## Etkinlik Listesi
1. Verilen metne göre Büyükşehir özelinde hangi merkez kurulmuştur?
2. Verilen metnin "Biz Koronavirüs salgını" sözcüklerinden başlayıp "kurulduğunu bilgisine sahibiz." sözcükleri de dahil olmak üzere uzanan bölümünü yeniden yazın. Bu bölümde "kaymakamlık" yerine "valilik" ifadesini koyun.
3. Adana'nın salgın sürecindeki durumunu anlatan verilen metni son cümlesinden sonra sürdürün.

## Verilen Metin
━━━━
Biz Koronavirüs salgını sürecinde Adana’nın durumunu ortaya çıkarmak, sorunları tespit ederek çözüm arayışında bulunmak adına; tüm belediyeler, STK’lar ve meslek örgütleri ile sürekli iletişim halindeyiz. Bu görüşmelerden çıkardığımız tablo ekseninde çalışmalarımızı yürütüyoruz. Belediyelerden aldığımız dönüşler bize; İçişleri Bakanlığının göndermiş olduğu genelgeler doğrultusunda Koronavirüs (Covit 19) tedbirleri kapsamında yurttaşların ihtiyaçlarını karşılamak üzere kaymakamlık ile birlikte "Vefa Sosyal Destek" grupları oluşturduklarını bunun üzerinden ortaklaşa çalışmalar yürütüldüğü, bunun dışında koordinasyonların kurulmuş olduğu, ihtiyaç sahiplerine dönük verilerin hazırlanmış olduğu , bu eksende çalışmaların yürütüldüğü ve Büyükşehir özelinde ise “Covid-19 Kriz Yönetim Merkezi” kurulduğunu bilgisine sahibiz. 

Bu süreçte işini kaybedenler, işsizler, yoksullar, yaşı ve engeli nedeni ile evden dışarı çıkamayanlara yönelik çalışmalar yapılmaya çalışılmaktadır. Ancak burada maddi desteğin sağlanması noktasında devletin yükümlü olduğunun altını çizmeliyiz.  Maalesef bunun çok uzağındayız, açıklanan paketle sermayeye ekonomik destek verilirken, emekçinin payına ise sadece kolonya düştü! Pandemiye karşı alınacak tedbirlerin başında, “evde kal” denilen yurttaşın evde kalmasının koşullarının yaratılması gelmektedir. Geçimini sağlamak için çalışmak zorunda olan işçi nasıl evde kalsın? Tabi bu noktada yerel yönetimlere daha çok görev düştü, onlar da bu sorumluluk bilinci ile kaynak yaratmaya çalıştılar. Şimdi geldiğimiz noktada, iktidar hem yurttaşın evde kalmasını sağlamak üzere gerekli desteği onlara sunmadığı gibi hem de bunu yapmaya çalışan Belediyelerin hesaplarına el koyuyor. Tek adam zihniyetinin bir başka yansımasını bu Korona günlerinde yaşıyoruz, yurttaşına sağlaması gereken destek yerine kalkıp kendisi yurttaştan destek istiyor, iban no paylaşıyor...
━━━━
## Veri Dökümü

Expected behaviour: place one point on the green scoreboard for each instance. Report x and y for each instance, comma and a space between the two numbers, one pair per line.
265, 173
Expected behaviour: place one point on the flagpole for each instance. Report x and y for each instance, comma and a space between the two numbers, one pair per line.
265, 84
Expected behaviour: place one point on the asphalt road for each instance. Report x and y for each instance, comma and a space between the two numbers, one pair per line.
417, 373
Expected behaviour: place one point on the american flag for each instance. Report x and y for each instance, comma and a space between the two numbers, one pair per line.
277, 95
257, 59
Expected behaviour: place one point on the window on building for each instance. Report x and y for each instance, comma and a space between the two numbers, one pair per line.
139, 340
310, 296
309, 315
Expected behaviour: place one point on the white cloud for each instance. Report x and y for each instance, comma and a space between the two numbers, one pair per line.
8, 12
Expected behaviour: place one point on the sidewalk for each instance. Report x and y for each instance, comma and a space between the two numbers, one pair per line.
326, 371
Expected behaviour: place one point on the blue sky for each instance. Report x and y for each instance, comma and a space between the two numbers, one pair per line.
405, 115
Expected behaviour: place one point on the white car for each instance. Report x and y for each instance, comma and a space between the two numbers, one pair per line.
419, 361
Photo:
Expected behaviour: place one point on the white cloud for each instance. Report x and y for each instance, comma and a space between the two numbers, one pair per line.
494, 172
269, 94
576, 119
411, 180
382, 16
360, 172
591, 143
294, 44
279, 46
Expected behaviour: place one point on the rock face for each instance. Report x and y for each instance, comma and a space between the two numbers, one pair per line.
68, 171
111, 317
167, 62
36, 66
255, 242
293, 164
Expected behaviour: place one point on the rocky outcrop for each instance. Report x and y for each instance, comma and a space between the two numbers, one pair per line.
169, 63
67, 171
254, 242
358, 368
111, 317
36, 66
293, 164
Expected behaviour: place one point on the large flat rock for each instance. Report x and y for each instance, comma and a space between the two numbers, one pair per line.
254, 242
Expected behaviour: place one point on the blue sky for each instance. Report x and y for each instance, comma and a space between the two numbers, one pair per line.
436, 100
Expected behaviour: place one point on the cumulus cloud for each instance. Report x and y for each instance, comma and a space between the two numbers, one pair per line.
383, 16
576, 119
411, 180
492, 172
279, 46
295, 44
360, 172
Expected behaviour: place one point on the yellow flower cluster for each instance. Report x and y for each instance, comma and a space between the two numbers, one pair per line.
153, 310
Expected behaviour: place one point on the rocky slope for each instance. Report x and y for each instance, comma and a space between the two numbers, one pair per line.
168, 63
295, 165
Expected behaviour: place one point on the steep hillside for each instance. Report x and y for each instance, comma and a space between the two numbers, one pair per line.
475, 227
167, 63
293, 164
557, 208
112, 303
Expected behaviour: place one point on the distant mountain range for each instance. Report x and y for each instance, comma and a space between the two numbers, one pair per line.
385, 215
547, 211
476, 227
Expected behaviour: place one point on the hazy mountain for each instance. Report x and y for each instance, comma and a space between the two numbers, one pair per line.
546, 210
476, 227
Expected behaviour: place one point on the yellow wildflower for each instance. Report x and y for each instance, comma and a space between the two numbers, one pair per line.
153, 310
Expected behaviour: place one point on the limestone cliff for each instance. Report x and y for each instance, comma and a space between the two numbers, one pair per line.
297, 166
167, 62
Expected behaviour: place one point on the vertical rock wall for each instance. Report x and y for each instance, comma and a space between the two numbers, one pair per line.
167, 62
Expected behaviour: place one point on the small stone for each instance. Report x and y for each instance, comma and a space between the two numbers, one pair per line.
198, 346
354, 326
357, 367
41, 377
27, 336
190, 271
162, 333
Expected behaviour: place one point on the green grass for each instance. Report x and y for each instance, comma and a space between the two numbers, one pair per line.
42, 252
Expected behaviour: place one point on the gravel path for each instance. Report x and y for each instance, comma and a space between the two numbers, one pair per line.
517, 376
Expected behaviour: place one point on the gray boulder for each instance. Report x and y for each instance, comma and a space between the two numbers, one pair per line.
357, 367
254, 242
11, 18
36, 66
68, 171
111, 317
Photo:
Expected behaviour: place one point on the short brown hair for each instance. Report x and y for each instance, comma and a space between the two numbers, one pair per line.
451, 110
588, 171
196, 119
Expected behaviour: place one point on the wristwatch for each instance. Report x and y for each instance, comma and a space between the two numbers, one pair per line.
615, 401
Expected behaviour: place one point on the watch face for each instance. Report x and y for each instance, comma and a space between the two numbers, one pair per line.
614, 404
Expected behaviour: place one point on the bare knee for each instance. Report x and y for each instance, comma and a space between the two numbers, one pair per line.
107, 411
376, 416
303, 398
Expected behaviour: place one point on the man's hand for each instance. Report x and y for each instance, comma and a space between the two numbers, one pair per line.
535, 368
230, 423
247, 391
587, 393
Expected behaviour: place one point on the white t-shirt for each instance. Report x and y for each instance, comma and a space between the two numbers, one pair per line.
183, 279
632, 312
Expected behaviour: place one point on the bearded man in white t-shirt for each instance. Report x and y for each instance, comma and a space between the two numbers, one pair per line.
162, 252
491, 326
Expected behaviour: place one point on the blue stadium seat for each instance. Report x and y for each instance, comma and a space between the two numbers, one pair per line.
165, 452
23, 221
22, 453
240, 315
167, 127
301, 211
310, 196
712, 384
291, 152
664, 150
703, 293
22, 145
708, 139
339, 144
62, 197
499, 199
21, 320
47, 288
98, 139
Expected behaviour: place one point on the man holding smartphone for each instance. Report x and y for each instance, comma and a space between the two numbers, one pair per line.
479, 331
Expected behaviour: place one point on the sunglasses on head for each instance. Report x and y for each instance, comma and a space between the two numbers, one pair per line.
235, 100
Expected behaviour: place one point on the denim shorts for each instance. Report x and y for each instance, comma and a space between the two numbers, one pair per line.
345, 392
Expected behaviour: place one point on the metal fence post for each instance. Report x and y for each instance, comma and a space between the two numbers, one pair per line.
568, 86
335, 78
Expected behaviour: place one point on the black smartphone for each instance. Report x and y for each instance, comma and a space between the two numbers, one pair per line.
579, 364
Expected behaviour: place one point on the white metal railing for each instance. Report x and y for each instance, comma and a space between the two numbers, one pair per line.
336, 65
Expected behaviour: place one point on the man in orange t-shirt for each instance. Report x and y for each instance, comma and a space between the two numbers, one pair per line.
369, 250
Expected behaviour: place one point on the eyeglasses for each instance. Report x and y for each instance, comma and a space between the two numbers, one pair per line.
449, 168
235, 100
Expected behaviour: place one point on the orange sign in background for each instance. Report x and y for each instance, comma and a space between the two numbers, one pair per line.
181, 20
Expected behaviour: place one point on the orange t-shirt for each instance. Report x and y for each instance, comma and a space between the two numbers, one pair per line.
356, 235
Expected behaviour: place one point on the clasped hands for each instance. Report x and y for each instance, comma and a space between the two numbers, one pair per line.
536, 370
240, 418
━━━━
## Çözümlü Sorular
1. Büyükşehir özelinde "Covid-19 Kriz Yönetim Merkezi" kurulmuştur.

2.
Biz Koronavirüs salgını sürecinde Adana’nın durumunu ortaya çıkarmak, sorunları tespit ederek çözüm arayışında bulunmak adına; tüm belediyeler, STK’lar ve meslek örgütleri ile sürekli iletişim halindeyiz. Bu görüşmelerden çıkardığımız tablo ekseninde çalışmalarımızı yürütüyoruz. Belediyelerden aldığımız dönüşler bize; İçişleri Bakanlığının göndermiş olduğu genelgeler doğrultusunda Koronavirüs (Covit 19) tedbirleri kapsamında yurttaşların ihtiyaçlarını karşılamak üzere valilik ile birlikte "Vefa Sosyal Destek" grupları oluşturduklarını bunun üzerinden ortaklaşa çalışmalar yürütüldüğü, bunun dışında koordinasyonların kurulmuş olduğu, ihtiyaç sahiplerine dönük verilerin hazırlanmış olduğu , bu eksende çalışmaların yürütüldüğü ve Büyükşehir özelinde ise “Covid-19 Kriz Yönetim Merkezi” kurulduğunu bilgisine sahibiz.

3.
AKP iktidarı boyunca toplumsal olaylara ve doğal felaketlere, kendisi için fırsata dönüştürme aracı olarak yaklaştı. Bu bağış kampanyası yeni bir "yolsuzluk" kampanyasına dönüşmüştür, halklara, yurttaşlara güven vermemektedir. 15 Temmuz’da yaşamını kaybedenler için toplanan paraların miktarı ve akıbetinin, deprem vergisinin, İşsizlik Fonundaki paranın, Varlık Fonundaki birikmişlerin, ihtiyat akçesinden hazineye aktarılan paraların hesabı verilmedi. Ayrıştırma politikası izleyen tek adam rejimi, merkeziyetçi akıl ile ‘dayanışma ağlarını’ tekelinde toplamak istemektedir. Pandemi ile mücadelede yerel yönetimlere çok büyük görev düşse de; HDP’li ve CHP’li belediyelerin dayanışma amacıyla topladığı paralara el koyarak, muhalefetin halkla buluşmasını engellemeye kalkışmaktadırlar.

Çok sayıda fabrikada ve inşaatta çalışmak zorunda kalan ve sosyal mesafelenmeyi uygulayamayan yurttaşlar için ne söylemek istersiniz?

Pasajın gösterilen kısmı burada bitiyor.